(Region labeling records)
------

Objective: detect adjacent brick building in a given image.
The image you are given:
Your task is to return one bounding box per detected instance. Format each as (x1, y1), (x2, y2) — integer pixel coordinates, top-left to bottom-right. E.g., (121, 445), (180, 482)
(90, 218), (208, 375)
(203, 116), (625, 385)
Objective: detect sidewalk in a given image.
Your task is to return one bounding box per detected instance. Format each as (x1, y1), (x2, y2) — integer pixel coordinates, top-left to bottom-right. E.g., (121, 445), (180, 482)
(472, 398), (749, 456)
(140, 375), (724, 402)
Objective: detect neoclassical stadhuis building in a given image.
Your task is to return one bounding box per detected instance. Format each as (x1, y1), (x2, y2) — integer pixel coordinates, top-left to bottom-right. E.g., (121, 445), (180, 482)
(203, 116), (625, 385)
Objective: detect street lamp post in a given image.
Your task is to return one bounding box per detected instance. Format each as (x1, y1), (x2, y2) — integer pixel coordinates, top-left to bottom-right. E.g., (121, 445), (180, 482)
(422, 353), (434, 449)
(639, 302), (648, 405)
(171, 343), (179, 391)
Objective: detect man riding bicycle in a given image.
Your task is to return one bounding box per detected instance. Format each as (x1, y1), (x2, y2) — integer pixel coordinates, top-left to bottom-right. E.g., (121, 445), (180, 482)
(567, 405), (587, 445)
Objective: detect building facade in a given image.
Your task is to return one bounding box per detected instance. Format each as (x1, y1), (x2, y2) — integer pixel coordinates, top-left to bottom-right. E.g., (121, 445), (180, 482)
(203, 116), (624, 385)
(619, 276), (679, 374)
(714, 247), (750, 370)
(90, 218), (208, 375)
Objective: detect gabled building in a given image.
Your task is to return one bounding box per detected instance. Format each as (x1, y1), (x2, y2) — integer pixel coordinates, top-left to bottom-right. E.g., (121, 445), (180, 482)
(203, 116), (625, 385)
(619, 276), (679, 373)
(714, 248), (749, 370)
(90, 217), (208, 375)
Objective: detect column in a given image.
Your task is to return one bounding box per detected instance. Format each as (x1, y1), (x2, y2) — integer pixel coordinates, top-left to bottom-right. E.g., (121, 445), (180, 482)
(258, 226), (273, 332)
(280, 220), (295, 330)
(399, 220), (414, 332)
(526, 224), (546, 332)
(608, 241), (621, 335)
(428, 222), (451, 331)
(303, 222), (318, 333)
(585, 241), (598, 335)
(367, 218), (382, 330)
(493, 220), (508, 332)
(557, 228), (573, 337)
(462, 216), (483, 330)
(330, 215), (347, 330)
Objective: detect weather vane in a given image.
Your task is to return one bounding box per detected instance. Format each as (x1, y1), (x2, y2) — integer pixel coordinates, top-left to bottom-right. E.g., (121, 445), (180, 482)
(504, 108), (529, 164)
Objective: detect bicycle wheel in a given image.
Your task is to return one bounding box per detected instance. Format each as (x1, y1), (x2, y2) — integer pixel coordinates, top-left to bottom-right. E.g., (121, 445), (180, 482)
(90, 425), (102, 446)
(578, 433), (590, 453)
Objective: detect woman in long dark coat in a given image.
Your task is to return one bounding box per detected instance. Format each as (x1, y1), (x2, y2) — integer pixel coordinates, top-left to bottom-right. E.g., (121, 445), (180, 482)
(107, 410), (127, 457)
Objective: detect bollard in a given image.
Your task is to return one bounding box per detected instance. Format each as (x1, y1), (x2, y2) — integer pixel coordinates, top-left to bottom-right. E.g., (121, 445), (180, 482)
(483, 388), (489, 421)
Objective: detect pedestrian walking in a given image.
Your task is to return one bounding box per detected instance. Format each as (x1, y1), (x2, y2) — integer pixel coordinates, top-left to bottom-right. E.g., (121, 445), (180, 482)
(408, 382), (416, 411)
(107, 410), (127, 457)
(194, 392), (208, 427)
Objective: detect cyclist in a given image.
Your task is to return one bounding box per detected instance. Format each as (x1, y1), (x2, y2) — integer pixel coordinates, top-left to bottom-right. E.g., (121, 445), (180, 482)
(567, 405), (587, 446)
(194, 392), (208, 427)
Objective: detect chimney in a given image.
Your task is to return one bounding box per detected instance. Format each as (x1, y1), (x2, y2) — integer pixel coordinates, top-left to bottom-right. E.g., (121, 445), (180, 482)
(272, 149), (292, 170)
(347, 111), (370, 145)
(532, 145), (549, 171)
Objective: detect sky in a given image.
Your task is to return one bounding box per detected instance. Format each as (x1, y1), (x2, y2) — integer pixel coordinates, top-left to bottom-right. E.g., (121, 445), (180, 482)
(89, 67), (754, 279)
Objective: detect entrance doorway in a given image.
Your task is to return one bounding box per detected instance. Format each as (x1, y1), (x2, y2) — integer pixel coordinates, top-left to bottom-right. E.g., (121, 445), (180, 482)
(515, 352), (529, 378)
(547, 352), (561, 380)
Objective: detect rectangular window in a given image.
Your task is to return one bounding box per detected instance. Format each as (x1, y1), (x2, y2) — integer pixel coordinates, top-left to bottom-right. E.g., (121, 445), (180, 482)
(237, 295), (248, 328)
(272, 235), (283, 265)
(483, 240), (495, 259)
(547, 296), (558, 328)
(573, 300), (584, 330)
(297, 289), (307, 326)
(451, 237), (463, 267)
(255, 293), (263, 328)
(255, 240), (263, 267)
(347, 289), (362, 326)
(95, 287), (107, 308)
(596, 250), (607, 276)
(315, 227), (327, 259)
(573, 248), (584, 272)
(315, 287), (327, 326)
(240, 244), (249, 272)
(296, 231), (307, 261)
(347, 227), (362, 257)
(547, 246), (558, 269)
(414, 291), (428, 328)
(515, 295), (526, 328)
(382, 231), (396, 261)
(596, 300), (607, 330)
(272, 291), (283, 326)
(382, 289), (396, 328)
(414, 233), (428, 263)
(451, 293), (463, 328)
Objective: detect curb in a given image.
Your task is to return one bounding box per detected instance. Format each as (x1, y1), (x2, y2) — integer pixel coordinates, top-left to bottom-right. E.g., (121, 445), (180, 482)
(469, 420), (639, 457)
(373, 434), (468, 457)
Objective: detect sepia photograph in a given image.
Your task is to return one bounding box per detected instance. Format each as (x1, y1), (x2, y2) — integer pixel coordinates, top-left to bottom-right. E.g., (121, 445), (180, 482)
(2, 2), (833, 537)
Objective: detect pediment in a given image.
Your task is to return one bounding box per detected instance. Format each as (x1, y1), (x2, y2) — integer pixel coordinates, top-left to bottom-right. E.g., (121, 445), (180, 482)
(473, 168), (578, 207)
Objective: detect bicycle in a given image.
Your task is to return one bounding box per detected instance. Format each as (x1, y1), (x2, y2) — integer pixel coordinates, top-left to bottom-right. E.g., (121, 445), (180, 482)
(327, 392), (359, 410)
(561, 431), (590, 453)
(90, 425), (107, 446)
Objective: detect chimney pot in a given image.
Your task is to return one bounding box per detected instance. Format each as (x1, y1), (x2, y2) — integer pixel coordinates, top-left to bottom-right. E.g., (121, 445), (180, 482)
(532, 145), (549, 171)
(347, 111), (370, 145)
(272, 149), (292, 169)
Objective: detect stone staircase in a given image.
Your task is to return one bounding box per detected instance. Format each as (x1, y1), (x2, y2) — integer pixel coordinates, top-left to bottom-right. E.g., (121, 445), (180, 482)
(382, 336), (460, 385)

------

#### [Problem]
Reproduce every line of the data above word for word, with no changes.

#### [Full solution]
Objective: detect adjacent brick building in a given image.
The image you are given:
Your task is to return one bounding box per detected instance. Format each as (x1, y1), (x2, y2) — integer pixel coordinates, top-left to bottom-right. E.g., (121, 445), (180, 482)
(90, 218), (208, 375)
(203, 116), (625, 385)
Objective: detect sidewalk in a given image.
Your task is to return one bounding box per detected instance. Format each as (x1, y1), (x2, y2) — integer pixel coordinates, top-left to bottom-right. E.g., (121, 445), (180, 482)
(472, 398), (749, 456)
(140, 375), (724, 402)
Objective: detect neoclassical stadhuis building in a given image.
Your task is to return one bounding box per detected instance. Format each as (x1, y1), (x2, y2) — integer pixel coordinates, top-left to bottom-right. E.g., (121, 445), (180, 482)
(203, 116), (625, 385)
Objective: detect street lamp post in a given image.
Your task is to return one bounding box per detected instance. Format each as (x1, y1), (x2, y2) — integer pixel coordinates, top-left to bottom-right. E.g., (121, 445), (180, 482)
(422, 353), (434, 449)
(639, 302), (648, 405)
(171, 343), (179, 391)
Objective: detect man riding bicycle in a given image.
Your task is to return one bounding box per detected instance. Format each as (x1, y1), (x2, y2) — integer pixel coordinates, top-left to bottom-right. E.g., (121, 445), (180, 482)
(567, 405), (587, 445)
Objective: detect building facade in a given image.
Your task is to return one bounding box per detected instance. Format each as (x1, y1), (x2, y2) — integer pixel coordinates, top-left to bottom-right. E.g., (121, 445), (180, 482)
(203, 116), (624, 385)
(619, 276), (679, 374)
(714, 247), (750, 370)
(90, 218), (208, 375)
Objective: detect gabled building in a given image.
Your task is to return one bounding box per detected instance. Format each as (x1, y1), (x2, y2) — integer pixel coordinates, top-left to bottom-right. E.g., (121, 445), (180, 482)
(203, 116), (625, 385)
(619, 276), (679, 373)
(714, 248), (749, 370)
(90, 217), (208, 375)
Objective: detect column in a given image.
Your task is to return one bounding box per detected instance. Format each as (x1, y1), (x2, y2) — integer pixel coordinates, top-left to bottom-right. E.g., (121, 445), (180, 482)
(258, 226), (273, 332)
(280, 220), (295, 330)
(399, 220), (414, 332)
(526, 224), (546, 332)
(608, 241), (621, 335)
(428, 222), (451, 331)
(303, 222), (318, 333)
(585, 241), (598, 335)
(367, 218), (382, 330)
(493, 220), (508, 332)
(557, 228), (573, 337)
(462, 216), (483, 330)
(330, 215), (347, 330)
Objective: detect weather vane in a given image.
Your task is to return one bounding box per detected instance. Format each as (x1, y1), (x2, y2) — integer pixel coordinates, top-left to bottom-right. E.g., (121, 445), (180, 482)
(504, 108), (529, 164)
Objective: detect bicycle wheel in a given image.
Your task is to return one bounding box per detected instance. Format each as (x1, y1), (x2, y2) — integer pixel coordinates, top-left to bottom-right. E.g., (121, 445), (180, 482)
(90, 425), (102, 446)
(578, 433), (590, 453)
Objective: detect woman in long dark coat in a given image.
Your task is to return one bounding box per detected instance. Format each as (x1, y1), (x2, y2) — integer pixel coordinates, top-left to bottom-right. E.g., (121, 445), (180, 482)
(107, 410), (127, 457)
Objective: detect bollard in a given image.
Your task is to return one bounding box per detected instance. Format each as (x1, y1), (x2, y2) — integer pixel coordinates, top-left to bottom-right. E.g., (121, 445), (180, 482)
(483, 388), (489, 421)
Objective: detect pedestrian walking in a given image.
Your task is to return one bounding box per detected instance. Format each as (x1, y1), (x2, y2) — integer pixel coordinates, top-left to bottom-right. E.g., (121, 445), (180, 482)
(408, 382), (416, 411)
(107, 410), (127, 457)
(194, 392), (208, 427)
Objective: detect cyclist in a given image.
Your task is to return one bounding box per detected instance. Format each as (x1, y1), (x2, y2) — integer pixel coordinates, top-left to bottom-right. E.g., (121, 445), (180, 482)
(567, 405), (587, 446)
(194, 392), (208, 427)
Objective: detect chimney in a given image.
Your task is to return one bounding box per detected instance. Format each as (x1, y1), (x2, y2) — integer pixel coordinates, top-left to bottom-right. E.g., (121, 445), (180, 482)
(272, 149), (292, 170)
(347, 111), (370, 145)
(532, 145), (549, 171)
Objective: detect sky in a given image.
Your task is to return one bounding box per detected instance. Format each as (x1, y1), (x2, y2) — integer pixel coordinates, top-left to bottom-right. E.g., (121, 445), (180, 482)
(89, 67), (754, 279)
Objective: detect entrance doorway in a given image.
Your task is to return one bounding box per detected instance. Format each as (x1, y1), (x2, y2) — integer pixel coordinates, top-left to bottom-right. E.g., (121, 445), (180, 482)
(515, 352), (529, 378)
(547, 352), (561, 380)
Objective: detect rectangular window in a given image.
Your task is to return one bounding box per detected instance. Format each as (x1, y1), (x2, y2) — integer pixel coordinates, top-left to bottom-right. E.g., (121, 445), (180, 482)
(237, 295), (248, 328)
(272, 235), (283, 265)
(483, 240), (495, 259)
(547, 296), (558, 328)
(573, 300), (584, 330)
(297, 289), (307, 326)
(451, 237), (463, 267)
(255, 293), (263, 328)
(255, 240), (263, 267)
(347, 289), (362, 326)
(95, 287), (107, 308)
(596, 250), (607, 276)
(315, 227), (327, 259)
(573, 248), (584, 272)
(315, 287), (327, 326)
(240, 244), (249, 272)
(296, 231), (307, 261)
(347, 227), (362, 257)
(547, 246), (558, 269)
(414, 291), (428, 328)
(515, 295), (526, 328)
(382, 231), (396, 261)
(596, 300), (607, 330)
(272, 291), (283, 326)
(382, 289), (396, 328)
(414, 233), (428, 263)
(451, 293), (463, 328)
Objective: detect curb in a given image.
Your task is to return one bounding box per detected instance. Format each as (x1, y1), (x2, y2) — integer pixel coordinates, top-left to bottom-right. E.g., (121, 445), (180, 482)
(469, 420), (639, 457)
(373, 434), (468, 457)
Objective: detect sepia photograph in a given image.
Your task is to return one bounding box per detected instance. Format each as (x1, y1), (x2, y2) — integer pixel coordinates, top-left to bottom-right. E.g., (121, 445), (180, 482)
(2, 2), (833, 537)
Objective: detect pediment in a given image.
Your task is to return one bounding box per detected instance. Format each as (x1, y1), (x2, y2) — integer pixel coordinates, top-left to bottom-right. E.g., (121, 445), (180, 482)
(473, 168), (578, 207)
Objective: detect bicycle in a given image.
Your task is to return one bounding box per detected instance. Format each as (x1, y1), (x2, y2) — integer pixel coordinates, top-left to bottom-right. E.g., (121, 445), (180, 482)
(327, 392), (359, 410)
(561, 431), (590, 453)
(90, 425), (107, 446)
Objective: detect chimney pot in a given image.
Your task is to return one bounding box per detected instance. Format each as (x1, y1), (x2, y2) — integer pixel coordinates, top-left to bottom-right. E.g., (121, 445), (180, 482)
(532, 145), (549, 171)
(347, 111), (370, 145)
(272, 149), (292, 169)
Objective: detect stone staircase in a given image.
Your task is to return one bounding box per detected instance. Format each as (x1, y1), (x2, y2) — integer pixel coordinates, top-left to bottom-right. E.g., (121, 445), (180, 482)
(382, 336), (460, 385)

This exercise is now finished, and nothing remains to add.